**Supplied entries:**
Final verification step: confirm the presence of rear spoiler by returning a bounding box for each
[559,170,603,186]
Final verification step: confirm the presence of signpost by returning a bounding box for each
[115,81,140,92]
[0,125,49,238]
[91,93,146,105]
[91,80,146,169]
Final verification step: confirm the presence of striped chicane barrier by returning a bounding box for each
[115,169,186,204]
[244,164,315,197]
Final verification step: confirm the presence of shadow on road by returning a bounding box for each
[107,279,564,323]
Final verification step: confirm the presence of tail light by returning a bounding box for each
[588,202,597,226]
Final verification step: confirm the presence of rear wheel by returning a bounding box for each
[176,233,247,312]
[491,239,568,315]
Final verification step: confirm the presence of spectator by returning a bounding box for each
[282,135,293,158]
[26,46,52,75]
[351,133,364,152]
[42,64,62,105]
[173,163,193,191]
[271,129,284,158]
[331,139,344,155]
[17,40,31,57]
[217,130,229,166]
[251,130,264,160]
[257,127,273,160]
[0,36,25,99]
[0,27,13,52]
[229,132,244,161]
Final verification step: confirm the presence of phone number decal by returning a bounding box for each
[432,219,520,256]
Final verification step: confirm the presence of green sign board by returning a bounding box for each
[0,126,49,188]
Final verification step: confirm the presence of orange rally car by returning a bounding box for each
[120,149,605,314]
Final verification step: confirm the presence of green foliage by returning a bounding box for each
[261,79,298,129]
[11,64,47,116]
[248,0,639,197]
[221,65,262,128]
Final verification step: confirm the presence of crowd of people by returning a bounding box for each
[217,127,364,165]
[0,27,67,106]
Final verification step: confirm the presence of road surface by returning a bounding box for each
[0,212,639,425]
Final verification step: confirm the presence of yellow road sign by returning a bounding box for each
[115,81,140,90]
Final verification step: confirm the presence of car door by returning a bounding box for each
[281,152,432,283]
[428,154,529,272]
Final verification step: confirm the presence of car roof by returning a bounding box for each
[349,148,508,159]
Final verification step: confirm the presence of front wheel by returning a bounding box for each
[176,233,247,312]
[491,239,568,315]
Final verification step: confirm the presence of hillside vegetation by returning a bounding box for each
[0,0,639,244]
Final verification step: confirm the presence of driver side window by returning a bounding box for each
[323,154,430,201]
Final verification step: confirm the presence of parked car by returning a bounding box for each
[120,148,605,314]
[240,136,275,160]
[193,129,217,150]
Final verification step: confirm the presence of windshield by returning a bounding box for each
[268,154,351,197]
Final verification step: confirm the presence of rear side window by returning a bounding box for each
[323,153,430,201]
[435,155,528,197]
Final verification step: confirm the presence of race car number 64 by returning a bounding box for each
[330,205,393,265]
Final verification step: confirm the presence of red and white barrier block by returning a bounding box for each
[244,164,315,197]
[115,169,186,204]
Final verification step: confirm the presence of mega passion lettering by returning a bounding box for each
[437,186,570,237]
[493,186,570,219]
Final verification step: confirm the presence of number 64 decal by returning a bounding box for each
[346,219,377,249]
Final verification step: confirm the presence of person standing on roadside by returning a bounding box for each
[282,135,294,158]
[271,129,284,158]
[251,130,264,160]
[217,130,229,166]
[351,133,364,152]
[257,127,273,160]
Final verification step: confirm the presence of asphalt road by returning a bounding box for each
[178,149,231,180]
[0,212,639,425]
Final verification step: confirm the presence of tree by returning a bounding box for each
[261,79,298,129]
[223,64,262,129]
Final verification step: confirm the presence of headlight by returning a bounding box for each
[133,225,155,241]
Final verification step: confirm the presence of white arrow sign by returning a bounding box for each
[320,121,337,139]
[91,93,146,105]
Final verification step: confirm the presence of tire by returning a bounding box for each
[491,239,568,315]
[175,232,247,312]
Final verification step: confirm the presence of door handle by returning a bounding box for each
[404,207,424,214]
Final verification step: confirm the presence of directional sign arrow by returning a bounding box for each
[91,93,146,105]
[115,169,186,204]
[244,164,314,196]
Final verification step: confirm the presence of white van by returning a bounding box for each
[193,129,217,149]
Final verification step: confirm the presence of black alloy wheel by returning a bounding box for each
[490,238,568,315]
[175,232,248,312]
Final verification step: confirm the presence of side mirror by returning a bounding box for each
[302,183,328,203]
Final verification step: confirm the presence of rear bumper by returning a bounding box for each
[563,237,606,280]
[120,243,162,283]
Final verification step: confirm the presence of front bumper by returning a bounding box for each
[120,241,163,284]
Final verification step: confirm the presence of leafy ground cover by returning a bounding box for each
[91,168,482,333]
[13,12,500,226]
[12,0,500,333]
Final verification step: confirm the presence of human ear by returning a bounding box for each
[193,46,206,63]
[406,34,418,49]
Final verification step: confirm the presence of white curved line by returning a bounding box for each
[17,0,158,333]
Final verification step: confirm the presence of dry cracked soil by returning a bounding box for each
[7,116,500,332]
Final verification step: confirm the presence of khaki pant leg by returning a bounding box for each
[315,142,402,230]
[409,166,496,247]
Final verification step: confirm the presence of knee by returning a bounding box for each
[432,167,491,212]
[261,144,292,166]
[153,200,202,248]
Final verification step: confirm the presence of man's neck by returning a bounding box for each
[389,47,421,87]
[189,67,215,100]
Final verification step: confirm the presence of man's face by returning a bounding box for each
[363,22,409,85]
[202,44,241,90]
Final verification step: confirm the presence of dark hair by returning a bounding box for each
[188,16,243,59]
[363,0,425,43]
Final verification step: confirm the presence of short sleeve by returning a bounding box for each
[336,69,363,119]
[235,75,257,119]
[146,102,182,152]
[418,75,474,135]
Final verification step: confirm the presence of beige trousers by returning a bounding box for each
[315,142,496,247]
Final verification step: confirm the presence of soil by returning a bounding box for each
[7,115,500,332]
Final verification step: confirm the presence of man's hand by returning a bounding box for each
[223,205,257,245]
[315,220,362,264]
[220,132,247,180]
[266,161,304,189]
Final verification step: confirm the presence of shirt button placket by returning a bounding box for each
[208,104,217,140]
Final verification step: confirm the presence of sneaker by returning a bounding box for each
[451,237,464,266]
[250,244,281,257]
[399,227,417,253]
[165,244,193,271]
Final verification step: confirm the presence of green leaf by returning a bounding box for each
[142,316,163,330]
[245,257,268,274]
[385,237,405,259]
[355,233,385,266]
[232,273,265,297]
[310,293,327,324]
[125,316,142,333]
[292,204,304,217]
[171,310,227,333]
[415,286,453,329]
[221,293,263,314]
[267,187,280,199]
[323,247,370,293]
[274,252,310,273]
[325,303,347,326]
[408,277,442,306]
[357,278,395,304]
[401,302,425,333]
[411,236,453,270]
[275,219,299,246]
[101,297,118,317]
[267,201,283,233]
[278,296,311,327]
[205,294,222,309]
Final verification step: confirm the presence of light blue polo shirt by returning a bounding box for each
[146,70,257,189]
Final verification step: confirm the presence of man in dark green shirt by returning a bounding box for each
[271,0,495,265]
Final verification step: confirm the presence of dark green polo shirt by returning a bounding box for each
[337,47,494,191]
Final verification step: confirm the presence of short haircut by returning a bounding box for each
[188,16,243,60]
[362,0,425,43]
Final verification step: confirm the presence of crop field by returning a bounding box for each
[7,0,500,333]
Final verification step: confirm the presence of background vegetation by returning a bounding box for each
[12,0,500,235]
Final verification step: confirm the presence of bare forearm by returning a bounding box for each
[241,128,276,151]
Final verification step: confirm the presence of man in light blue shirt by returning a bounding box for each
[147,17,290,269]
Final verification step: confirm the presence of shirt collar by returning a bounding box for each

**What is asked:**
Convert all of the material above into a JSON list of strings, one string per line, omitting any blank lines.

**Written reply:**
[
  "Final verification step: confirm the presence of rear spoiler by returning a bounding box for each",
  "[559,170,603,186]",
  "Final verification step: confirm the presence of signpost by returning a bounding box for each",
  "[115,81,140,92]",
  "[0,125,49,238]",
  "[91,93,146,105]",
  "[91,80,146,169]",
  "Final verification step: confirm the presence of striped chicane barrier by returning a bounding box for each",
  "[115,169,186,204]",
  "[244,164,315,197]",
  "Final verification step: confirm the presence of shadow on road by returning a bounding box for each",
  "[107,279,564,323]",
  "Final verification step: confirm the presence of tail light by returning a bounding box for each",
  "[588,202,597,226]",
  "Final verification step: confirm the presence of rear wheel by returning a bounding box for each",
  "[176,233,247,312]",
  "[491,239,568,315]",
  "Final verification step: confirm the presence of spectator by returning a bounding box for each",
  "[282,135,293,158]",
  "[26,46,52,75]",
  "[351,133,364,152]",
  "[42,64,62,105]",
  "[173,163,193,191]",
  "[271,129,284,158]",
  "[331,139,344,155]",
  "[17,40,31,57]",
  "[217,130,229,166]",
  "[251,130,264,160]",
  "[257,127,273,160]",
  "[0,36,25,99]",
  "[0,27,13,52]",
  "[229,132,244,161]",
  "Final verification step: confirm the presence of phone number decal by returning a bounding box for each",
  "[432,219,520,256]",
  "Final verification step: confirm the presence of green sign board by returning a bounding box for each",
  "[0,126,49,188]",
  "Final verification step: confirm the presence of orange rally car by returning a bounding box for each",
  "[120,149,605,314]",
  "Final verification step: confirm the presence of green foliage by returning a bounding box for each",
  "[261,79,298,129]",
  "[11,64,47,116]",
  "[248,0,639,197]",
  "[221,65,262,128]",
  "Final verification step: confirm the presence of crowd of people by returning a bounding box for each",
  "[217,127,364,165]",
  "[0,27,67,106]",
  "Final verification step: confirm the presence of road surface by returning a bounding box for each",
  "[0,212,639,425]",
  "Final verification step: confirm the presence of yellow road sign by returning a bounding box for each",
  "[115,81,140,90]",
  "Final verification step: confirm the presence of car door by returning a bounding box for each",
  "[281,152,432,283]",
  "[428,154,529,272]",
  "Final verification step: confirm the presence of car roof by returning a bounding box for each",
  "[349,148,508,159]",
  "Final verification step: confirm the presence of front wheel by returning a bounding box for each",
  "[176,233,247,312]",
  "[491,239,568,315]",
  "Final verification step: confirm the presence of hillside vegetation by returning a bounding box for each",
  "[0,0,639,244]",
  "Final verification step: confirm the presence of driver side window by returning a bounding box for each",
  "[323,154,430,201]",
  "Final verification step: confirm the presence of parked car by returning a bounding box for each",
  "[120,148,605,314]",
  "[240,136,275,160]",
  "[193,129,217,150]",
  "Final verification step: confirm the presence of windshield by returning a bounding box for each",
  "[268,154,351,197]",
  "Final verification step: confirm the presence of rear side window by returning a bounding box for each",
  "[323,153,430,201]",
  "[435,155,528,197]",
  "Final verification step: confirm the presence of race car number 64 by returning a bounding box for each",
  "[330,205,393,265]",
  "Final verification step: confirm the presence of red and white barrier block by returning a bounding box for each",
  "[244,164,315,197]",
  "[115,169,186,204]",
  "Final verification step: confirm the presence of mega passion lettering by returning a bounding box for each",
  "[437,186,570,237]",
  "[493,186,570,219]",
  "Final verification step: confirm the presence of number 64 decal by returning a bounding box for each",
  "[346,219,377,249]",
  "Final verification step: confirm the presence of person standing on roadside by returning a bounding box for each",
  "[282,135,294,158]",
  "[271,129,284,158]",
  "[251,130,264,160]",
  "[217,130,229,166]",
  "[351,133,364,152]",
  "[257,127,273,160]",
  "Final verification step: confirm the presence of asphalt road by returning a bounding box for each",
  "[178,149,231,180]",
  "[0,212,639,425]",
  "Final verification step: confirm the presence of tree by returning a bounding box for each",
  "[261,79,298,129]",
  "[223,64,262,129]",
  "Final verification step: confirm the presence of headlight by returning a bounding box for each",
  "[133,225,155,241]",
  "Final verification step: confirm the presence of white arrow sign by returning a bounding box for each",
  "[320,121,337,139]",
  "[91,93,146,105]",
  "Final verification step: confirm the presence of tire by returning a bounding box for each",
  "[491,239,568,315]",
  "[175,232,247,312]",
  "Final verification step: confirm the presence of door handle by returning a bounding box for each",
  "[404,207,424,214]",
  "Final verification step: confirm the presence of directional sign arrow by returning a bounding box for each",
  "[91,93,146,105]",
  "[115,169,186,204]",
  "[244,164,314,196]",
  "Final verification step: confirm the presence of white van by returning a bounding box for each",
  "[193,129,217,149]",
  "Final verification step: confirm the presence of black alloy wheel by returning a bounding box for each",
  "[490,238,568,315]",
  "[175,232,248,312]",
  "Final verification step: confirm the presence of side mirror by returning a bounding box for each",
  "[302,183,328,203]",
  "Final verification step: confirm the presence of rear bumper by returning a bounding box for each",
  "[563,237,606,280]",
  "[120,243,162,283]",
  "Final verification step: confirm the presence of front bumper by returning a bounding box for each",
  "[120,241,163,284]",
  "Final verification step: confirm the presence of leafy ground cover by returning a bounding box for each",
  "[91,168,482,333]",
  "[13,12,500,226]",
  "[12,0,500,333]",
  "Final verification step: confirm the presence of human ear by returning a bounding box for each",
  "[193,46,206,63]",
  "[406,34,418,49]",
  "Final verification step: confirm the presence of white curved line by returning a bounding box for each",
  "[17,0,158,333]",
  "Final verification step: confirm the presence of dry cracked soil by returning a bounding box for each",
  "[7,116,500,332]",
  "Final verification step: confirm the presence of khaki pant leg by returning a bounding box for each",
  "[315,142,402,230]",
  "[409,166,496,247]",
  "Final verification step: confirm the presence of knee by returning a bounding box for each",
  "[432,167,491,212]",
  "[261,144,292,166]",
  "[153,200,202,248]",
  "Final verification step: confirm the presence of man's neck by returning a bounding box for each",
  "[389,47,421,87]",
  "[189,67,215,100]",
  "Final verification step: confirm the presence of man's face by returning a bounding box for each",
  "[363,22,409,85]",
  "[202,44,241,90]",
  "Final verification step: confirm the presence of dark hair by returning a bounding box for each",
  "[188,16,243,59]",
  "[363,0,425,43]",
  "Final verification step: confirm the presence of short sleeve by returning a bounding box for each",
  "[336,69,363,119]",
  "[235,75,257,119]",
  "[146,102,182,152]",
  "[418,75,474,135]",
  "Final verification step: confirm the presence of beige trousers by returning a bounding box for each",
  "[315,142,496,247]",
  "Final verification step: confirm the presence of soil by returning a bounding box for each",
  "[7,115,500,332]",
  "Final verification step: confirm the presence of man's hand by returning a bounding box for each",
  "[223,205,257,245]",
  "[315,220,362,264]",
  "[220,132,247,180]",
  "[266,161,304,189]",
  "Final verification step: confirm the presence of shirt button placket by returning a bounding box for each",
  "[208,104,217,140]",
  "Final verification step: confirm the presence of sneaker by returning a bounding box for each",
  "[451,237,464,266]",
  "[250,244,281,257]",
  "[399,227,417,253]",
  "[165,244,193,271]",
  "Final verification step: confirm the presence of green leaf by returning a bounding box for each",
  "[142,316,163,330]",
  "[245,257,268,274]",
  "[385,237,405,259]",
  "[355,233,385,266]",
  "[232,273,265,297]",
  "[310,293,327,324]",
  "[125,316,142,333]",
  "[292,204,304,217]",
  "[171,310,227,333]",
  "[415,286,453,329]",
  "[221,293,263,314]",
  "[267,187,280,199]",
  "[323,247,370,293]",
  "[274,252,310,273]",
  "[325,303,347,326]",
  "[408,277,442,306]",
  "[357,278,395,304]",
  "[401,302,425,333]",
  "[411,236,453,270]",
  "[275,219,299,246]",
  "[101,297,118,317]",
  "[267,201,283,233]",
  "[278,296,311,327]",
  "[205,294,222,309]",
  "Final verification step: confirm the presence of light blue polo shirt by returning a bounding box for each",
  "[146,70,257,189]",
  "Final verification step: confirm the presence of man in dark green shirt by returning a bounding box for each",
  "[271,0,495,265]",
  "Final verification step: confirm the presence of dark green polo shirt by returning a bounding box for each",
  "[337,47,494,191]",
  "Final verification step: confirm the presence of short haircut by returning a bounding box for each",
  "[188,16,243,60]",
  "[362,0,425,43]",
  "Final verification step: confirm the presence of crop field by returning a bounding box for each",
  "[7,0,500,333]",
  "Final verification step: confirm the presence of background vegetation by returning a bounding box for each",
  "[12,0,500,235]",
  "Final verification step: confirm the presence of bare forearm by returning a bounding box for each",
  "[241,128,276,151]",
  "Final verification step: confirm the presence of man in light blue shirt by returning a bounding box for each",
  "[147,17,290,269]",
  "Final verification step: confirm the presence of shirt collar by returning a bounding box for each"
]